__PROBLEM TO WORK ON__
Beneath this instruction is a block of data; output from it exactly the lines that run from the one containing "TARGET: the dark shelf" through the one containing "TARGET: the dog's forehead", inclusive.

(Referring expression data)
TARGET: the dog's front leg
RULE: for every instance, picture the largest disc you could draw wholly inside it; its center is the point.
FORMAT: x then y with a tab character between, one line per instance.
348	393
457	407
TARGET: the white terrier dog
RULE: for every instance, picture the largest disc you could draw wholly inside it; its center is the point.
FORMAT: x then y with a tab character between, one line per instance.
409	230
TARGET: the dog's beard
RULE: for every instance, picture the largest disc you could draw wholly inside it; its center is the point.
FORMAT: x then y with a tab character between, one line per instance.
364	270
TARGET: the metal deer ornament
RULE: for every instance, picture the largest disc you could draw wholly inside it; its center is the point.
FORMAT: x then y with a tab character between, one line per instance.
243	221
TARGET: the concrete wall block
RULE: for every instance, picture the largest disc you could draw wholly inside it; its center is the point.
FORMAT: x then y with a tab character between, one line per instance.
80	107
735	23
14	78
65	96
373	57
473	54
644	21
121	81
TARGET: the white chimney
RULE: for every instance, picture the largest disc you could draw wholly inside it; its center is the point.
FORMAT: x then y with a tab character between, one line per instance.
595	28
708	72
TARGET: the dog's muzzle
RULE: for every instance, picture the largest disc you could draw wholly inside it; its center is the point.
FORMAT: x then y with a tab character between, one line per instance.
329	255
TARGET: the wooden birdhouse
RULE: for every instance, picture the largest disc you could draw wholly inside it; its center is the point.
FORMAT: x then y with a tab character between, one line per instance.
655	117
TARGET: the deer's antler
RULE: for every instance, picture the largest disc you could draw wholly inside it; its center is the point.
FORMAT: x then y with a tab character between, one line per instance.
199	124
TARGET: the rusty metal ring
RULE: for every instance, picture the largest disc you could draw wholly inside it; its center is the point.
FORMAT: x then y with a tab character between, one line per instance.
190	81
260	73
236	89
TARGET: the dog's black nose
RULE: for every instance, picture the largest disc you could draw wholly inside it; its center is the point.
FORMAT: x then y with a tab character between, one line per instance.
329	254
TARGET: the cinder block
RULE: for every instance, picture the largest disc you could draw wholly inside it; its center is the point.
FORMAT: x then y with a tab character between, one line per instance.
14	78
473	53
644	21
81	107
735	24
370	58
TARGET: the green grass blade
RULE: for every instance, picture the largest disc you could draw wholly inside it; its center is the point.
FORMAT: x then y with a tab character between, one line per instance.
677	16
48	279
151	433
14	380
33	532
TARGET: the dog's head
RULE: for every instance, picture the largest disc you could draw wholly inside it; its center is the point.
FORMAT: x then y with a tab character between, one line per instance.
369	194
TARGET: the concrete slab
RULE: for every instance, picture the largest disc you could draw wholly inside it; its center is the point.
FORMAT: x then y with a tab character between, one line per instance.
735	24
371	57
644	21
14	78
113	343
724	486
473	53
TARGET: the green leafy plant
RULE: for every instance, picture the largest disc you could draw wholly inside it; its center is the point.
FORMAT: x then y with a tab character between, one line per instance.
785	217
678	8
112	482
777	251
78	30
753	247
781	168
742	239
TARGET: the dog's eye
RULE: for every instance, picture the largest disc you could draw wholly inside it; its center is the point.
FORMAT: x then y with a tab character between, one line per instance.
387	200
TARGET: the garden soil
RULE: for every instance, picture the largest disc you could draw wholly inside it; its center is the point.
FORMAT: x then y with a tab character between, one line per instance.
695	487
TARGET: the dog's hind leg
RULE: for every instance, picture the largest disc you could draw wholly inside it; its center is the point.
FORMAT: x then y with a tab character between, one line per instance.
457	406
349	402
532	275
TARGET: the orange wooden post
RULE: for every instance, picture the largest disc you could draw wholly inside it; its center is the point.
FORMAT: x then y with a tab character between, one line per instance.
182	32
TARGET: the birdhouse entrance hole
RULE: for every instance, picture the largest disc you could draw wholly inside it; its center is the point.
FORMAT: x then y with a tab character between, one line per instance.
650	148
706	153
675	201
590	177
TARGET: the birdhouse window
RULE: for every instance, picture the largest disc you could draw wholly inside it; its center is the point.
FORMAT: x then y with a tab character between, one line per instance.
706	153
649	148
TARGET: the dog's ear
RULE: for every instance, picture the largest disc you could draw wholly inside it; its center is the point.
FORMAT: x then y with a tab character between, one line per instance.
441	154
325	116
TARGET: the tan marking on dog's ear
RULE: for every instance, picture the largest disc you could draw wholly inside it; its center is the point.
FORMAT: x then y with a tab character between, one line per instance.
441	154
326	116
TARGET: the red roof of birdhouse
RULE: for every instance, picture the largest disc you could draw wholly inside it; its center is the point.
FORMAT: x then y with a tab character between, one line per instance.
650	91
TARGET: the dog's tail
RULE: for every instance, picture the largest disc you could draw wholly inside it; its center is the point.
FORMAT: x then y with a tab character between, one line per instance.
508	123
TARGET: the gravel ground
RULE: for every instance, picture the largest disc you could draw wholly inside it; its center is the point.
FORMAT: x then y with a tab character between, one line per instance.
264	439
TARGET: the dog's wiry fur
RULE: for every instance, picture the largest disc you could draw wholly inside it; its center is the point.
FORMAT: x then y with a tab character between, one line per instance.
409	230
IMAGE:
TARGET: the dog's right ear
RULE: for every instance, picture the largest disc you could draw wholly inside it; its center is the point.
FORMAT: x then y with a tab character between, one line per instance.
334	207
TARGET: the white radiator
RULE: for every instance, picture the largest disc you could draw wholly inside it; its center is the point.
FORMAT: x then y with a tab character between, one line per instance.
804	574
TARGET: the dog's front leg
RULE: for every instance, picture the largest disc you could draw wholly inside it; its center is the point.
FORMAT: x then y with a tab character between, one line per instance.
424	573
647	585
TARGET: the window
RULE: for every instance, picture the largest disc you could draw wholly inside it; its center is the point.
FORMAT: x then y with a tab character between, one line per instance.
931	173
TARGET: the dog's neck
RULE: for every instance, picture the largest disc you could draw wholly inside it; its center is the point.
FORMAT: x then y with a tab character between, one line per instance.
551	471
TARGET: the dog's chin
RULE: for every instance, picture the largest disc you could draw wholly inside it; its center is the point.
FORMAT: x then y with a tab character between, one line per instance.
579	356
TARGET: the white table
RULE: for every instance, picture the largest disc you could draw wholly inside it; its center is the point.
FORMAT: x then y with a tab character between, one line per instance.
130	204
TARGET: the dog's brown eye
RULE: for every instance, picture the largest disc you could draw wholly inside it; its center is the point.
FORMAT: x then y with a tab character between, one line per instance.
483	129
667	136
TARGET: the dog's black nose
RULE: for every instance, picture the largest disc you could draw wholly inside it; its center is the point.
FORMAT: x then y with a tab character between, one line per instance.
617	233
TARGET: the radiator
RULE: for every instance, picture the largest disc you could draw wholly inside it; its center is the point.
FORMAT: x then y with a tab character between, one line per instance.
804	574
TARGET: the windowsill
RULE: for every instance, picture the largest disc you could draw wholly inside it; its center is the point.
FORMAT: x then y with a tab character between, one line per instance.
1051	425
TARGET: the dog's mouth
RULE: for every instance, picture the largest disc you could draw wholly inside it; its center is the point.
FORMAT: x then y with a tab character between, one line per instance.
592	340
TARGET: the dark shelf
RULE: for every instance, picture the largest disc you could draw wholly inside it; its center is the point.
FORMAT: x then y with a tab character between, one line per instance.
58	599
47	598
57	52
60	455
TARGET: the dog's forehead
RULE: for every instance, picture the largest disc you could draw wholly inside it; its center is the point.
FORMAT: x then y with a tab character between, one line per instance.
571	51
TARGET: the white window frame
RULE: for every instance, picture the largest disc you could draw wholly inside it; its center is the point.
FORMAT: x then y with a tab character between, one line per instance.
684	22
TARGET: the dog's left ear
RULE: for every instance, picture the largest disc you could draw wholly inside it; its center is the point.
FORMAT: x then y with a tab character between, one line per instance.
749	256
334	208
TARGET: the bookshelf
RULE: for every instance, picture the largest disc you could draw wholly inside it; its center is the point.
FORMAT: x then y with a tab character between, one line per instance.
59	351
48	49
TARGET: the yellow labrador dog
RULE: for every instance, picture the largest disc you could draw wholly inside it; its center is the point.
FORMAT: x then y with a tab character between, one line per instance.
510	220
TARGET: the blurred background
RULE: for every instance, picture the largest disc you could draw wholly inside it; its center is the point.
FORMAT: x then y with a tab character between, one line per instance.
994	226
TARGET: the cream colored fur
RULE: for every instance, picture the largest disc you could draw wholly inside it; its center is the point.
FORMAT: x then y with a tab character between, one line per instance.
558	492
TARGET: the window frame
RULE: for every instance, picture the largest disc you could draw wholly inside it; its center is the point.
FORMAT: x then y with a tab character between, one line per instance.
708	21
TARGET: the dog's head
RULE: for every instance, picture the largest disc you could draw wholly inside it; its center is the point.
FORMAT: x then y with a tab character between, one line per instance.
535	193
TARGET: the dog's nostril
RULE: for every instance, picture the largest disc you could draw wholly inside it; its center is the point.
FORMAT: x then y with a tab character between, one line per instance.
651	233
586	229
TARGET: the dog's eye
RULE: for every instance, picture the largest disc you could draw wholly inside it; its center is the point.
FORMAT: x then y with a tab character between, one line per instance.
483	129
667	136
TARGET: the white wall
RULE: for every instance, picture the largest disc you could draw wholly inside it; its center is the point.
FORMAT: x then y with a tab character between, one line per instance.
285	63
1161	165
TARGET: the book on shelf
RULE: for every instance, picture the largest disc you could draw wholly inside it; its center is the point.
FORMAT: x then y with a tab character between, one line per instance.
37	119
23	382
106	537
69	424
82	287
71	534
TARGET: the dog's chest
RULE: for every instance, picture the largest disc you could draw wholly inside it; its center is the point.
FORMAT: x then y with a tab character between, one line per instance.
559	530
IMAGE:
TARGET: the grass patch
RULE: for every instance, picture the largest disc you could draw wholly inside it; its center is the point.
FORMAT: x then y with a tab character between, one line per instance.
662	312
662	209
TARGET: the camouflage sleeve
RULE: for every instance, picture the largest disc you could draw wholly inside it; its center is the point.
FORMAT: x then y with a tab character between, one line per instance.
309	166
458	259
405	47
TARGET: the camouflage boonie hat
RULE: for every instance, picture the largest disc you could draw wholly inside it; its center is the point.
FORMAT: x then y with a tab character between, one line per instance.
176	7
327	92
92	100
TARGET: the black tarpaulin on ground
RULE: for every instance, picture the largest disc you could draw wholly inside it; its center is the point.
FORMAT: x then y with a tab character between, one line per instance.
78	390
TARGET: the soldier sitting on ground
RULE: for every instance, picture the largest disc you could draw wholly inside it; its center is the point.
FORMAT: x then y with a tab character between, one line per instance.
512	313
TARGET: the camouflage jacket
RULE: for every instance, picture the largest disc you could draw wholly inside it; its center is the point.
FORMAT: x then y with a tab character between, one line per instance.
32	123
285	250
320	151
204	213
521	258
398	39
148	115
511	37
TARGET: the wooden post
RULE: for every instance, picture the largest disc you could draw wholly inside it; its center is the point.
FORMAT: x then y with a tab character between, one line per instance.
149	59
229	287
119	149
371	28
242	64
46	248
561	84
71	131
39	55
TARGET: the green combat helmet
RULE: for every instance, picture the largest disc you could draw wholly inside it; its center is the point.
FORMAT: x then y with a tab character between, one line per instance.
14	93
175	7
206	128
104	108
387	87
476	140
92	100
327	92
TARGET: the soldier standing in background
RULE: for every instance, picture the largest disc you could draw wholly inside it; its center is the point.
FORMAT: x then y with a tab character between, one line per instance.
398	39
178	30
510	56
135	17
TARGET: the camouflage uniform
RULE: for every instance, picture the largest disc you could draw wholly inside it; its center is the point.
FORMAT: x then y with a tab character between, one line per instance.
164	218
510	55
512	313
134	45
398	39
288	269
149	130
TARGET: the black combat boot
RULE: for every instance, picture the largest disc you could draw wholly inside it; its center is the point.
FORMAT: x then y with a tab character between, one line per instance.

__RESULT OF THIS TASK__
TARGET: the dark shelf
RULE: for every instance, picture the largest disc you could draw wholly inside it; its center is the point.
FORMAT: x then y with a tab character between, one line per instance.
58	599
47	598
57	52
60	455
TARGET: the dog's forehead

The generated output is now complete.